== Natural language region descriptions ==
________________________
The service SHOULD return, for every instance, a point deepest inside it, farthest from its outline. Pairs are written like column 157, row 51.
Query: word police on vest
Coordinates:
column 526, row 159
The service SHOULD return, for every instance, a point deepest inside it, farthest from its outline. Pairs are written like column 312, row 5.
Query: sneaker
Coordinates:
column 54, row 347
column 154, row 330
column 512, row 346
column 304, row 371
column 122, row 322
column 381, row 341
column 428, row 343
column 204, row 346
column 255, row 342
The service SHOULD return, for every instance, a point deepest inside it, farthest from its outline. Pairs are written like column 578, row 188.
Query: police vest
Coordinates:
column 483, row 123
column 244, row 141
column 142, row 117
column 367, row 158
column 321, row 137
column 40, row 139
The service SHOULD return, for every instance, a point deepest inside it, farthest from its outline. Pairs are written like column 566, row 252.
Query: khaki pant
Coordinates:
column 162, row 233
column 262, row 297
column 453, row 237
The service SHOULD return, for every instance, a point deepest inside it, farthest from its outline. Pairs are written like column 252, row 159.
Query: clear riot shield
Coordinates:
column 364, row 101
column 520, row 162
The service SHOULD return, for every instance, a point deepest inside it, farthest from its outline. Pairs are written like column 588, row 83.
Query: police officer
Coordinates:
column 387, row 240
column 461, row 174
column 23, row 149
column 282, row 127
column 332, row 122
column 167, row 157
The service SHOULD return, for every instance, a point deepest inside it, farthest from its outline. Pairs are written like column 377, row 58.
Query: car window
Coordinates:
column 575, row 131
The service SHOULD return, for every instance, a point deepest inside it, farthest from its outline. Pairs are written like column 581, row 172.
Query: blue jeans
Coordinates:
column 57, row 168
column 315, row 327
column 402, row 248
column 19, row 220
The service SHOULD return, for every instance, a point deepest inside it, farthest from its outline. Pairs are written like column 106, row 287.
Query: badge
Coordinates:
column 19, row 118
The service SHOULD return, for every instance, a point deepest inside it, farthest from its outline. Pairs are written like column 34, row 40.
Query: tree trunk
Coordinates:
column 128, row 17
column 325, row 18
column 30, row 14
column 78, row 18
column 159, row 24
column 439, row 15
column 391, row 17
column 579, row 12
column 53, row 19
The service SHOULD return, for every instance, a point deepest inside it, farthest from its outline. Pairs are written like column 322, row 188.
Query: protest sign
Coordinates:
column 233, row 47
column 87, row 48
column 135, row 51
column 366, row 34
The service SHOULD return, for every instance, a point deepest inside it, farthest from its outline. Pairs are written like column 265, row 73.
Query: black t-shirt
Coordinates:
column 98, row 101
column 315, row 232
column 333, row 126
________________________
== Problem ==
Send back each record exactly as it stands.

== Written reply ==
The service SHOULD return, for every instance, a point deepest inside it, farthest from its outline. Pairs are written like column 157, row 51.
Query: word police on vest
Coordinates:
column 526, row 159
The service SHOULD return, for every instance, a point deepest inside it, farthest from its outline. Pairs are written like column 312, row 5.
Query: sneaker
Coordinates:
column 54, row 347
column 154, row 330
column 512, row 346
column 304, row 371
column 122, row 322
column 381, row 341
column 428, row 343
column 204, row 346
column 255, row 342
The service SHOULD return, for every instance, a point deepest inside it, farthest from its outline. Pairs are written like column 578, row 188.
Query: police vest
Coordinates:
column 483, row 123
column 244, row 141
column 142, row 117
column 367, row 158
column 321, row 137
column 40, row 139
The service SHOULD return, for every instance, a point deepest inside it, farthest from its outline. Pairs are written like column 566, row 252.
Query: khaki pant
Coordinates:
column 162, row 233
column 262, row 297
column 453, row 237
The service SHOULD return, for every instance, a point deepest inside it, farthest from its outline. Pairs are written like column 252, row 159.
Query: clear riot shield
Coordinates:
column 364, row 101
column 520, row 162
The service SHOULD return, for every instance, a point deepest inside it, farthest from its outline. Pairs are written like column 588, row 83.
Query: police officer
Coordinates:
column 387, row 240
column 461, row 174
column 23, row 149
column 282, row 127
column 332, row 122
column 167, row 157
The service SHOULD return, for every instance, a point deepest inside it, farthest from its outline. Pairs are written like column 377, row 58.
Query: car window
Coordinates:
column 575, row 131
The service SHOULD return, for every instance, a point deepest inside it, farthest from its outline. Pairs are written like column 581, row 172.
Query: blue jeans
Coordinates:
column 57, row 168
column 315, row 327
column 402, row 248
column 19, row 220
The service SHOULD return, for every instance, a point deepest inside it, farthest from its outline. Pairs are written like column 106, row 287.
Query: badge
Coordinates:
column 19, row 118
The service SHOULD return, for every instance, a point deepest inside it, farthest from its outline. Pairs are written like column 34, row 40.
Query: tree trunk
Coordinates:
column 128, row 17
column 325, row 18
column 30, row 14
column 78, row 18
column 159, row 24
column 439, row 15
column 391, row 17
column 579, row 12
column 53, row 19
The service SHOULD return, for every instance, a point deepest inside it, farthest from its outline. Pairs are written like column 322, row 188.
Query: protest sign
Coordinates:
column 233, row 47
column 87, row 48
column 135, row 51
column 366, row 34
The service SHOULD return, for every instance, a point deepest inside it, farthest from its outline. Pairs are written like column 265, row 73.
Query: black t-shirt
Coordinates:
column 98, row 101
column 315, row 232
column 333, row 126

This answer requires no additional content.